> **Actions to take**
(a) From the article on Nestlé cookie dough, repeat word for word the passage that begins with the words containing "Nestle Toll House cookie" and ends with "is partially paralyzed.".
(b) In the article on Nestlé cookie dough, how many people and how many states do federal health officials believe were sickened by the contaminated dough?

> **Page excerpt**
☆ ☆ ☆ ☆ ☆

Nestle Toll House cookie dough returns; Linda Rivera still hospitalized

In Room 519 of Kindred Hospital, Linda Rivera can no longer speak.

Her mute state, punctuated only by groans, is the latest downturn in the swift collapse of her health that began in May when she curled up on her living room couch and nonchalantly ate several spoonfuls of the Nestlé cookie dough her family had been consuming for years. Federal health officials believe she is among 80 people in 31 states sickened by cookie dough contaminated with a deadly bacteria, E. coli O157:H7.

The impact of the infection has been especially severe for Rivera and nine other victims who developed a life-threatening complication known as hemolytic uremic syndrome. One, a 4-year-old girl from South Carolina, had a stroke and is partially paralyzed.

But good news. Two weeks ago, Nestle announced, in breathless PR-speak,

After almost two months of being out of the U.S. marketplace, Nestle USA is pleased to announce that Nestle Toll House refrigerated cookie dough is returning to stores this week.

To make it easy for both retail partners and consumers to identify the new batch of cookie dough, a blue "New Batch" label will appear on all new production cookie dough items. Nestle Toll House shipping cases also are marked in blue (rather than the previous black) to denote new production and will contain the statement: "Do not consume raw cookie dough." The adoption of this distinct labeling is the result of helpful discussions between Food & Drug Administration (FDA) officials and Nestle, following reports of E.coli O157:H7 illnesses that appeared to be related to the consumption of raw cookie dough.

I bet the discussions were helpful. Probably similar to the ones ConAgra had with the U.S. Department of Agriculture geniuses who said, safe cooking instructions for frozen $0.50 pot pies should tell consumers to use a thermometer to make sure the pie is safe. Food safety is a shared responsibility apparently means it’s the consumer’s responsibility, especially in foods that may be perceived as ready-to-eat.

This is what the new Nestle cookie label looks like, on a package I picked up at a local store on Saturday (front, above, right; back, below, left).

Labeling is a lousy way to provide information about food safety risks, but better than nothing. I’m sure Nestle and ConAgra, in the best interests of their consumers, will publicly release the evaluative data they (probably? maybe?) acquired to show that these particular labels have a positive impact on consumer food safety behavior.

☆ ☆ ☆ ☆ ☆

> **Study material**
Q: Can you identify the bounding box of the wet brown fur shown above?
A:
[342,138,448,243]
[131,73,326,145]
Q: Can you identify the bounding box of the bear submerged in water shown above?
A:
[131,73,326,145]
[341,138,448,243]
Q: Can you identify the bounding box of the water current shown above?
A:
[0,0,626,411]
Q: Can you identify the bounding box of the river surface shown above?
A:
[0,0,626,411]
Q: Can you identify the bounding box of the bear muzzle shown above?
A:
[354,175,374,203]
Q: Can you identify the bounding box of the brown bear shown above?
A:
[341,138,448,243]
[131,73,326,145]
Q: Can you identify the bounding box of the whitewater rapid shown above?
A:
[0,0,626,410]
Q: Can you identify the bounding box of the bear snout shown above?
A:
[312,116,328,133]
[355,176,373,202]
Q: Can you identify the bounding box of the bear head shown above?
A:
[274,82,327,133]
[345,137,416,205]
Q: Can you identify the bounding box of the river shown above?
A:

☆ ☆ ☆ ☆ ☆

> **Replies**
(a)
Nestle Toll House cookie dough returns; Linda Rivera still hospitalized

In Room 519 of Kindred Hospital, Linda Rivera can no longer speak.

Her mute state, punctuated only by groans, is the latest downturn in the swift collapse of her health that began in May when she curled up on her living room couch and nonchalantly ate several spoonfuls of the Nestlé cookie dough her family had been consuming for years. Federal health officials believe she is among 80 people in 31 states sickened by cookie dough contaminated with a deadly bacteria, E. coli O157:H7.

The impact of the infection has been especially severe for Rivera and nine other victims who developed a life-threatening complication known as hemolytic uremic syndrome. One, a 4-year-old girl from South Carolina, had a stroke and is partially paralyzed.

(b) 80 people in 31 states.